> _Records from a point-labeling set_:
Start

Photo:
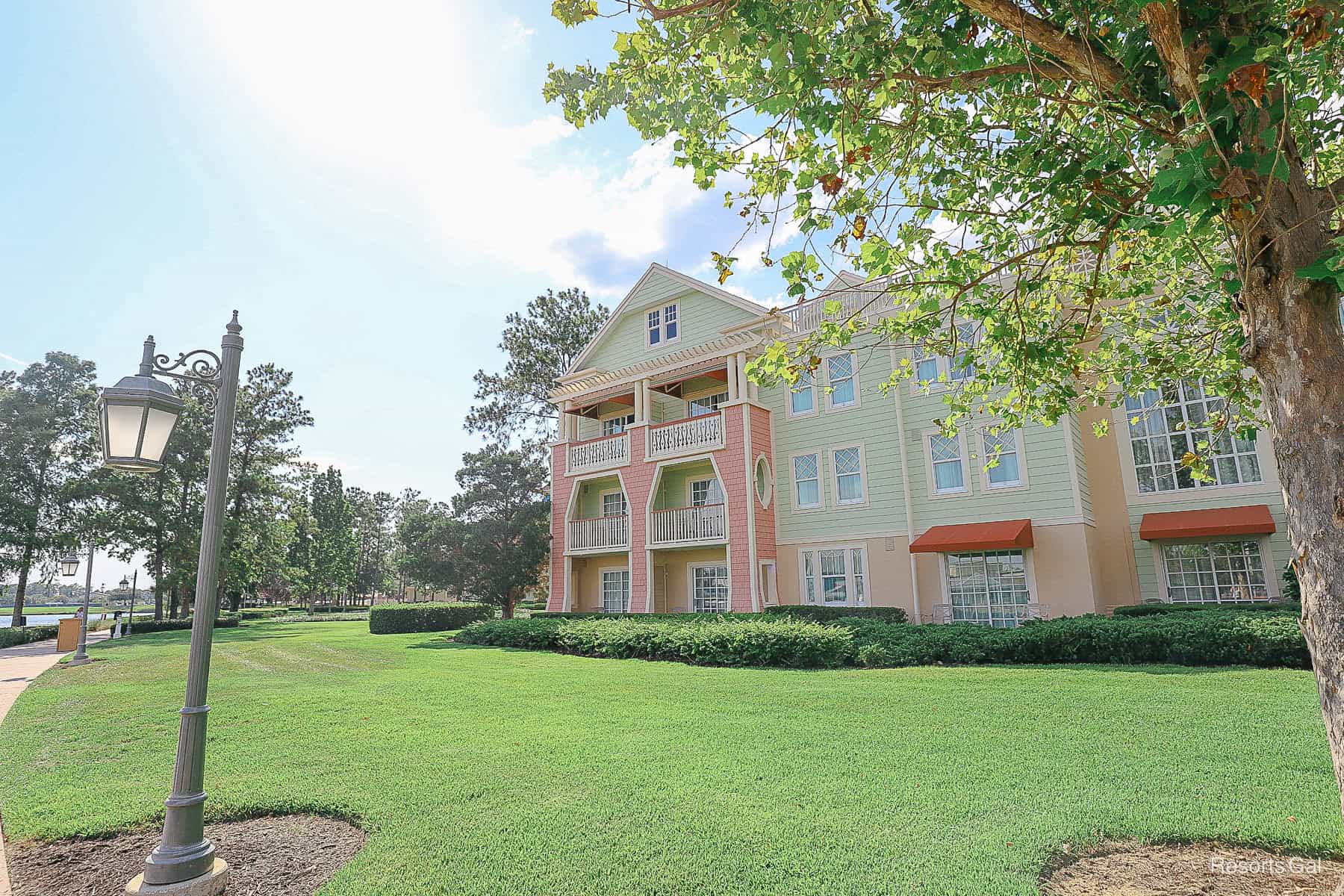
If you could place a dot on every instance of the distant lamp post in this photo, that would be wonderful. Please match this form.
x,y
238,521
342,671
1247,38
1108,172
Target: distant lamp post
x,y
136,417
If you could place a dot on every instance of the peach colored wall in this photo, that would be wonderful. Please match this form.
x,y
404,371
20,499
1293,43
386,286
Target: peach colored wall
x,y
1115,567
887,575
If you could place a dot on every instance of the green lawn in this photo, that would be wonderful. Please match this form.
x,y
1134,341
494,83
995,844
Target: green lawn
x,y
491,771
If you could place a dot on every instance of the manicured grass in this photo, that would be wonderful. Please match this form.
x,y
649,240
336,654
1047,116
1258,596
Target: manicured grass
x,y
482,770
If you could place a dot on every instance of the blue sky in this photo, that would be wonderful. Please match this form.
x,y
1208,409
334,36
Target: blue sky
x,y
374,187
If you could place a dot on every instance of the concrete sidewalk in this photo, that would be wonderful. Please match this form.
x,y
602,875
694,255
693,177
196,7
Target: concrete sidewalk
x,y
18,668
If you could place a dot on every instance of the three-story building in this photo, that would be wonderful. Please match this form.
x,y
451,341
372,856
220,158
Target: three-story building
x,y
679,485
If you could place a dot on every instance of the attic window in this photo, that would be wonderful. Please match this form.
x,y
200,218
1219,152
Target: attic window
x,y
663,326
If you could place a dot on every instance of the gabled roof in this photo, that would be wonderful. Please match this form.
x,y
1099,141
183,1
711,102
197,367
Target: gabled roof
x,y
660,270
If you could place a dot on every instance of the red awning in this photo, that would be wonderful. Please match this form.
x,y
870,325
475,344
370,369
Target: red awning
x,y
974,536
1253,519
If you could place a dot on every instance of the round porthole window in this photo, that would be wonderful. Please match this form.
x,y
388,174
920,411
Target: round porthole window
x,y
765,481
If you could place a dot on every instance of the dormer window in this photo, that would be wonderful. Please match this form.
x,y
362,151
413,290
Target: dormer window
x,y
663,326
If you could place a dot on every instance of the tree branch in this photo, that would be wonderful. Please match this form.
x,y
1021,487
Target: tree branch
x,y
1074,53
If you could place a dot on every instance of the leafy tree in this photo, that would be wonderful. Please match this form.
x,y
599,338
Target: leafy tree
x,y
539,346
503,514
264,472
1078,200
47,455
334,548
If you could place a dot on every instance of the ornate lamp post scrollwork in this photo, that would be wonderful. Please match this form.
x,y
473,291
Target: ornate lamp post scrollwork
x,y
136,418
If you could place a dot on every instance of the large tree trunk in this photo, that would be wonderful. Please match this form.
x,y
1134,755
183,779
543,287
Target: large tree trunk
x,y
1296,346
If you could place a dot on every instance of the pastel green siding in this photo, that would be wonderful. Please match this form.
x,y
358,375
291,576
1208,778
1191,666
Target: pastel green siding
x,y
672,487
591,496
700,320
873,425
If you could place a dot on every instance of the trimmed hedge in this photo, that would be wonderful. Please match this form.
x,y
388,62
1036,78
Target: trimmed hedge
x,y
151,626
1157,608
833,615
25,635
1207,638
710,641
399,618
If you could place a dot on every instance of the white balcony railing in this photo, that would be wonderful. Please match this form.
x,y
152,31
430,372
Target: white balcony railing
x,y
600,532
683,437
598,454
866,304
703,523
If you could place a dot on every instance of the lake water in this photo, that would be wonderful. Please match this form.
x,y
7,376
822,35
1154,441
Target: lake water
x,y
34,620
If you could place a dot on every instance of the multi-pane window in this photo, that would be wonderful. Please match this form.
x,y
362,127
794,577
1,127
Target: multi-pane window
x,y
1164,425
1003,448
840,379
988,588
835,575
613,425
613,504
663,324
616,590
803,395
806,481
709,588
1214,573
948,472
927,366
707,403
706,492
848,467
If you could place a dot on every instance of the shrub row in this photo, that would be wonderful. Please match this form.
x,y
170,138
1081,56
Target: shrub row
x,y
1156,608
151,626
710,641
1213,637
26,635
831,615
1209,638
398,618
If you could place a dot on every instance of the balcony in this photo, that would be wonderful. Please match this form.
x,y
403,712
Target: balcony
x,y
676,526
694,435
600,534
598,454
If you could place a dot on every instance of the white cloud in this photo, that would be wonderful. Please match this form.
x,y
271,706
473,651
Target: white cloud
x,y
517,34
403,100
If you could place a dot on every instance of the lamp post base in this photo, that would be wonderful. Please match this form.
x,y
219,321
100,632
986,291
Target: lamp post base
x,y
208,884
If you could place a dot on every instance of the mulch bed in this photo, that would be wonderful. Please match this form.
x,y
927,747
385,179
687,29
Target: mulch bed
x,y
273,856
1189,869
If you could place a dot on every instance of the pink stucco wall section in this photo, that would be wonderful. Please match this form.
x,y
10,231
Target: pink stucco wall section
x,y
738,487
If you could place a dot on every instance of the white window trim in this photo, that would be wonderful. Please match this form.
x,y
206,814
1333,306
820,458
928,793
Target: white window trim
x,y
815,550
690,492
601,499
788,402
1027,559
927,449
769,481
690,581
1268,485
821,480
699,394
835,477
1272,567
853,366
663,324
1021,462
612,415
601,586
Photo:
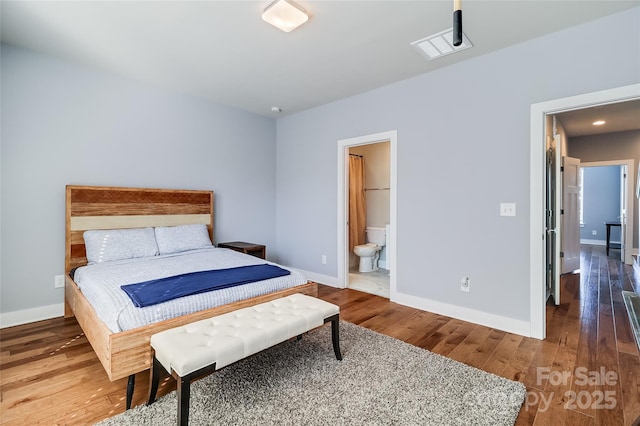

End

> _EXERCISE_:
How many lines in the items above contain the string "round", with case taken into account? Reply with the number alone.

> _SOLUTION_:
2